──────── MATERIAL FOR THIS EXERCISE
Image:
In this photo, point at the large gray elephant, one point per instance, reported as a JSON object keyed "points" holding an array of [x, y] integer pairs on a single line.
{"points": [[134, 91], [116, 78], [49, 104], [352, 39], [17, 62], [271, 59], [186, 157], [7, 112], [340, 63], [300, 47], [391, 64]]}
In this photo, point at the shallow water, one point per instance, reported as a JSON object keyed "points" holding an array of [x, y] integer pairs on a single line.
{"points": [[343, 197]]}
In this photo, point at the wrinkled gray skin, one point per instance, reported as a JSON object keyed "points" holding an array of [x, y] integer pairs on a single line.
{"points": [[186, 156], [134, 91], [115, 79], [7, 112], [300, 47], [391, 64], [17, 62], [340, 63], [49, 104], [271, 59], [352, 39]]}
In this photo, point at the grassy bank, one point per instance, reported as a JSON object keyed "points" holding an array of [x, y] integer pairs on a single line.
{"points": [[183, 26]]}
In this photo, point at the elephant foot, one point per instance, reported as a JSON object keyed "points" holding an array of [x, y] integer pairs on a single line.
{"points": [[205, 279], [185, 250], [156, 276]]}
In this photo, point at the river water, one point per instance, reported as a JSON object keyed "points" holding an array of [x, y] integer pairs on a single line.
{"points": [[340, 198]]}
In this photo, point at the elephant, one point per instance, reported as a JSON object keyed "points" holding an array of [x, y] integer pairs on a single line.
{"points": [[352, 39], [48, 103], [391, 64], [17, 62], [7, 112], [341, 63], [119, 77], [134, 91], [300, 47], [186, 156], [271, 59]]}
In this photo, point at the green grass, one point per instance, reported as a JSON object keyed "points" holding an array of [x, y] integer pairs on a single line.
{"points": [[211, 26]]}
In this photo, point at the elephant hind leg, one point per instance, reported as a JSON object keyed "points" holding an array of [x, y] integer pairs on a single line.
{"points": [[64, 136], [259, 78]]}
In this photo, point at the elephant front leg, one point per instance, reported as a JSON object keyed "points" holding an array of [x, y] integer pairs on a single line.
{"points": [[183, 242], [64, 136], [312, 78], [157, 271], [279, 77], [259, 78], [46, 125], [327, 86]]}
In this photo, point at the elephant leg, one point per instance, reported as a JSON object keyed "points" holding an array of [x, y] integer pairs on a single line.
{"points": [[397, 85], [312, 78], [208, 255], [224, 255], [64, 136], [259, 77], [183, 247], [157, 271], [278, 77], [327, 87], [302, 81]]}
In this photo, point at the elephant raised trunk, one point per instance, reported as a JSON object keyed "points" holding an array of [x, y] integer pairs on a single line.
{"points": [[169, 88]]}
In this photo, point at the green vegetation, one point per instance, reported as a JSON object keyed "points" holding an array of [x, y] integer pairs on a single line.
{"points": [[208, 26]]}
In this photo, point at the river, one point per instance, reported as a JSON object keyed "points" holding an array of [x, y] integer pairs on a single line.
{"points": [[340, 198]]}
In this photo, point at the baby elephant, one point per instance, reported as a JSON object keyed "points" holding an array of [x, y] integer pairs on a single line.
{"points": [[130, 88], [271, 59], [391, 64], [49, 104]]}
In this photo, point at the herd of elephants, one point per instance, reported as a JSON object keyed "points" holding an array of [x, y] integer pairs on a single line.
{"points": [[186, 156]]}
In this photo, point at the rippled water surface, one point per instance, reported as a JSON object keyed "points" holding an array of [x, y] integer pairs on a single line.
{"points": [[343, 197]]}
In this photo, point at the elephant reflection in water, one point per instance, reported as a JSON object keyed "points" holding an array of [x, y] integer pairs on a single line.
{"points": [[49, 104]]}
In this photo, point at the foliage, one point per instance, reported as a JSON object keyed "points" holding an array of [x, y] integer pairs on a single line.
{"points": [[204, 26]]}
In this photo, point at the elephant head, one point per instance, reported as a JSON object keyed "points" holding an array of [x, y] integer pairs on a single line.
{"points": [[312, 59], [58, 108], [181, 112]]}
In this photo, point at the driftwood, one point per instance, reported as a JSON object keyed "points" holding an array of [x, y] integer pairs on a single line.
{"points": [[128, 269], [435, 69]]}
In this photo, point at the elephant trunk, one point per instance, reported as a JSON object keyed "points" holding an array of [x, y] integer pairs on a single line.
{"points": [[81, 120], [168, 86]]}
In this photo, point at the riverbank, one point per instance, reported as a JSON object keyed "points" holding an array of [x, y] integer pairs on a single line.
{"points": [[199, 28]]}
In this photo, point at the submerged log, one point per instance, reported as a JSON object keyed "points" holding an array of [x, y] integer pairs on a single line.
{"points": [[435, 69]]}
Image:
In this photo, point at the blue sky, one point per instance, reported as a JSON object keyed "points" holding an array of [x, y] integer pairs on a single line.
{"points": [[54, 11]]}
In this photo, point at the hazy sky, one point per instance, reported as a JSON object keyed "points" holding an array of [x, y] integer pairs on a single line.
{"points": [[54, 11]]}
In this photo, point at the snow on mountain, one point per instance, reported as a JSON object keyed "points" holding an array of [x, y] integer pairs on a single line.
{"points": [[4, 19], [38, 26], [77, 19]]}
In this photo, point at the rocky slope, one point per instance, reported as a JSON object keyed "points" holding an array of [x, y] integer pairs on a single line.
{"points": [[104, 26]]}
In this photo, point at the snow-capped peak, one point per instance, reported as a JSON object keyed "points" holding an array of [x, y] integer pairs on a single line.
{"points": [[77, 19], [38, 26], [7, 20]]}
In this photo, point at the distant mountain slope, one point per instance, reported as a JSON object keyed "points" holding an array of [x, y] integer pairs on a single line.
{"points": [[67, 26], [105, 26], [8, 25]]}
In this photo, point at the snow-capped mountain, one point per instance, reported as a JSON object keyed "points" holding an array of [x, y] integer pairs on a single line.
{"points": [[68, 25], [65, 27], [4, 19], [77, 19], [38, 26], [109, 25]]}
────────────────
## TASK TO CARRY OUT
Your response should hold only an exact copy of the lines above, from the one containing "In this photo, point at the rocky" through the end of the entries.

## OUTPUT OF THE TASK
In this photo, point at the rocky slope, one point per instance, reported as a JSON object keyed "points" holding an array of [x, y] integer pairs on a single line.
{"points": [[104, 26]]}
In this photo, point at the snow-capped peak, one point per instance, reported as a JSON object keyed "points" holding an array of [x, y] integer pairs on a single line.
{"points": [[77, 19], [38, 26], [7, 20]]}
In this photo, point at the distant mountain slope, one point per instance, reported as a JSON object keyed "points" holding an array of [x, y] integer pairs on a single line.
{"points": [[67, 26], [105, 26], [8, 25]]}
In this photo, point at the snow-capped mountain, one point per instance, reported as a JSON object keyed "points" holding an array of [x, y] integer pairs on a single line.
{"points": [[68, 25], [65, 27], [4, 19], [77, 19], [38, 26], [109, 25]]}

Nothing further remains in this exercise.